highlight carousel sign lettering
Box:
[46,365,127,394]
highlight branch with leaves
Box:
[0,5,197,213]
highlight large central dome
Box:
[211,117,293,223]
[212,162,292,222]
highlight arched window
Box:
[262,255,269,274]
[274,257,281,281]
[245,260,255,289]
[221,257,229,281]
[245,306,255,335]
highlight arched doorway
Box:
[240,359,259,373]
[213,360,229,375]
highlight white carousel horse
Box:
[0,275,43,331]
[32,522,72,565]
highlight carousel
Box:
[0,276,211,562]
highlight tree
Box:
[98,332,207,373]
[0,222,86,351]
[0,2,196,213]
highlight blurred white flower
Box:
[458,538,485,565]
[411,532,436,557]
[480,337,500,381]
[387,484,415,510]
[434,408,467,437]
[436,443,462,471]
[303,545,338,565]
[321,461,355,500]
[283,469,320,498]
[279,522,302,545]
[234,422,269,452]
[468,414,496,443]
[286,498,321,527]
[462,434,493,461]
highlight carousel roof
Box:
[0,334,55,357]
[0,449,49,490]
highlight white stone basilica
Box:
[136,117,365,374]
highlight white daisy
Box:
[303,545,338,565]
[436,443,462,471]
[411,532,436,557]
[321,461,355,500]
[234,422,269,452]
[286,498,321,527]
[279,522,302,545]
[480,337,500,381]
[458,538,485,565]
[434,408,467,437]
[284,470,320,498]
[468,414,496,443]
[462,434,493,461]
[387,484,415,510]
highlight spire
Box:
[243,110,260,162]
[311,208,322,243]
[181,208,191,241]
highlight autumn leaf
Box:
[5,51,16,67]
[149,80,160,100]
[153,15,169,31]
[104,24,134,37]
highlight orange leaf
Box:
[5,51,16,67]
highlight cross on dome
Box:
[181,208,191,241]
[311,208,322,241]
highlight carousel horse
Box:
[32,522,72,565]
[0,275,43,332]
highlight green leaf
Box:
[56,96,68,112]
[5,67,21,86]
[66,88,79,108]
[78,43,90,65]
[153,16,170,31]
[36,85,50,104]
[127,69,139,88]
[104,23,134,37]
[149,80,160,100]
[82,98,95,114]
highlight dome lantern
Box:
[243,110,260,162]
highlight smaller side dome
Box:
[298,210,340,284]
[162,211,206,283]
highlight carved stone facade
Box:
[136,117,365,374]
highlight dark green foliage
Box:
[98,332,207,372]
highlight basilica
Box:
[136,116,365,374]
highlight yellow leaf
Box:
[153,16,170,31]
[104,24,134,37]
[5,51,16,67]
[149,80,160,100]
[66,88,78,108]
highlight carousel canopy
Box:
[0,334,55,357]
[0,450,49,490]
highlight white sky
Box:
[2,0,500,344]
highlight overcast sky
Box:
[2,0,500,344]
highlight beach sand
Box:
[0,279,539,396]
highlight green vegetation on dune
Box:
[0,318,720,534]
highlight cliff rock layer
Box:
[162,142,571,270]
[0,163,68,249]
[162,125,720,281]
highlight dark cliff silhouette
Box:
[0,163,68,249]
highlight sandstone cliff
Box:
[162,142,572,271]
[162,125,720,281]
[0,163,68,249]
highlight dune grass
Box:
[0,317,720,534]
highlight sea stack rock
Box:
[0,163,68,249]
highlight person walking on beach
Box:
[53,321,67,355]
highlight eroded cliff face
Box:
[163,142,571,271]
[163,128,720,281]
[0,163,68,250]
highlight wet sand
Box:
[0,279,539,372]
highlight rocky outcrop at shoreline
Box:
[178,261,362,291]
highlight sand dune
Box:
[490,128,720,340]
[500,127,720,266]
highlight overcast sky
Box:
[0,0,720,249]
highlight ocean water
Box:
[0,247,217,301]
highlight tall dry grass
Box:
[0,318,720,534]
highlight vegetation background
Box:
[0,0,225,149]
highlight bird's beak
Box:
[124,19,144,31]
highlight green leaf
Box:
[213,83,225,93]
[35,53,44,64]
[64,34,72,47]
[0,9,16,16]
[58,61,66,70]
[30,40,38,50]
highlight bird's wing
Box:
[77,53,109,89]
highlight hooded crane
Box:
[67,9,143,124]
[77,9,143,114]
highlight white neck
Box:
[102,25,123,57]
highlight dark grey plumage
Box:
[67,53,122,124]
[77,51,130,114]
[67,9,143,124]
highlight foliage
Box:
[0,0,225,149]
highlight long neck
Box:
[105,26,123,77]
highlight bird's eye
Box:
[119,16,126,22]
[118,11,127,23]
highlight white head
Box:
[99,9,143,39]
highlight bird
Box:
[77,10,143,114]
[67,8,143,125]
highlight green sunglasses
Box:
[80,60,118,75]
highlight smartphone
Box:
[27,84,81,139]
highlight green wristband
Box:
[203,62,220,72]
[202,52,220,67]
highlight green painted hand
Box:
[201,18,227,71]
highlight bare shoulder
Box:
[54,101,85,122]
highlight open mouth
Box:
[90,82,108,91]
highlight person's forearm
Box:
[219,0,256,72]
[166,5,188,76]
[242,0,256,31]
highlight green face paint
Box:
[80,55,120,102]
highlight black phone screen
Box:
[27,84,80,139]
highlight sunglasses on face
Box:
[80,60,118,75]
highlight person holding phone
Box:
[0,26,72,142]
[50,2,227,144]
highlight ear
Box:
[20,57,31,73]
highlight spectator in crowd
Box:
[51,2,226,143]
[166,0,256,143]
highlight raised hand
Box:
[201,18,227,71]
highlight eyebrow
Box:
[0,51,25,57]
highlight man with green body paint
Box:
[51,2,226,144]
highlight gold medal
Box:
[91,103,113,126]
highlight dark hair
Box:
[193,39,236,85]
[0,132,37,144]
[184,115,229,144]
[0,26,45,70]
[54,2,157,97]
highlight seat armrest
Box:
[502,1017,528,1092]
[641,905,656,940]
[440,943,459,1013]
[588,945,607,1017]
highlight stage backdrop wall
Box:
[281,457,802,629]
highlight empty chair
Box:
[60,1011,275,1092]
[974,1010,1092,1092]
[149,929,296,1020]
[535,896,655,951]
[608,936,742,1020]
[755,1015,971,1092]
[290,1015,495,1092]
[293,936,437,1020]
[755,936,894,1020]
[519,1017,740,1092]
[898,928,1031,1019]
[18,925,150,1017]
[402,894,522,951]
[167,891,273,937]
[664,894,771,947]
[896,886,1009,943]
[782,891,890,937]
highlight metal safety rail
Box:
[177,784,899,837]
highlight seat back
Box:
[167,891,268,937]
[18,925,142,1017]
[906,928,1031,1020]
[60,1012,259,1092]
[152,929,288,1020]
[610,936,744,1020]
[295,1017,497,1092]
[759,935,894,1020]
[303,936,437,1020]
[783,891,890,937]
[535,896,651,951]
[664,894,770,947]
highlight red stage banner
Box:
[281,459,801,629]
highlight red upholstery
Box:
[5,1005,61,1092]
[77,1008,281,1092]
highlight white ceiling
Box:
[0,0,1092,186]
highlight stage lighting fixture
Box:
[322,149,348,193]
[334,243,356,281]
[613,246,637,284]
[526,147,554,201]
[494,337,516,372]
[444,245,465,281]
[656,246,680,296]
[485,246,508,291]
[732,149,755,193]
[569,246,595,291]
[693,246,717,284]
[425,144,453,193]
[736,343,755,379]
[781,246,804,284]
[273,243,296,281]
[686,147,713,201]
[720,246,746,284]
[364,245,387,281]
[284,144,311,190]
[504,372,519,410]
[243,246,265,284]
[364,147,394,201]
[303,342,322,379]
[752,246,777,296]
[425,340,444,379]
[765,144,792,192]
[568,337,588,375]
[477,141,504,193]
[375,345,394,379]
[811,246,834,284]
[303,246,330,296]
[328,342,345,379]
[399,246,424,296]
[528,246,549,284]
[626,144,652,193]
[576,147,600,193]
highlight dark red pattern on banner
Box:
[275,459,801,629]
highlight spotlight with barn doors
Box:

+ + + +

Copy out, unchanged, the rows from the line with "highlight smartphone" to the line with "[281,457,802,629]", including both of those lines.

highlight smartphone
Box:
[27,84,81,139]
highlight green wristband
Box:
[203,62,220,72]
[202,52,220,67]
highlight green painted hand
Box:
[201,18,227,71]
highlight bare shoulder
Box:
[54,101,85,122]
highlight open mouth
Box:
[90,82,108,91]
highlight person's forearm
Box:
[219,0,256,72]
[166,5,188,76]
[242,0,256,31]
highlight green face paint
Box:
[80,55,120,102]
highlight black phone screen
Box:
[27,84,80,139]
highlight sunglasses on face
Box:
[80,60,118,75]
highlight person holding phone
Box:
[0,26,72,142]
[50,2,227,144]
highlight ear
Box:
[20,57,31,73]
highlight spectator in crowd
Box:
[51,2,226,143]
[166,0,256,143]
highlight raised hand
Box:
[201,18,227,71]
highlight eyebrow
Box:
[0,51,25,57]
highlight man with green body paint
Box:
[51,2,226,144]
highlight gold medal
Box:
[91,103,113,126]
highlight dark hair
Box:
[193,39,236,85]
[0,132,37,144]
[184,115,229,144]
[0,26,45,70]
[54,2,157,97]
highlight seat armrest
Box:
[502,1017,528,1092]
[641,905,656,940]
[440,943,459,1013]
[588,945,607,1017]
highlight stage backdrop wall
Box:
[281,457,802,629]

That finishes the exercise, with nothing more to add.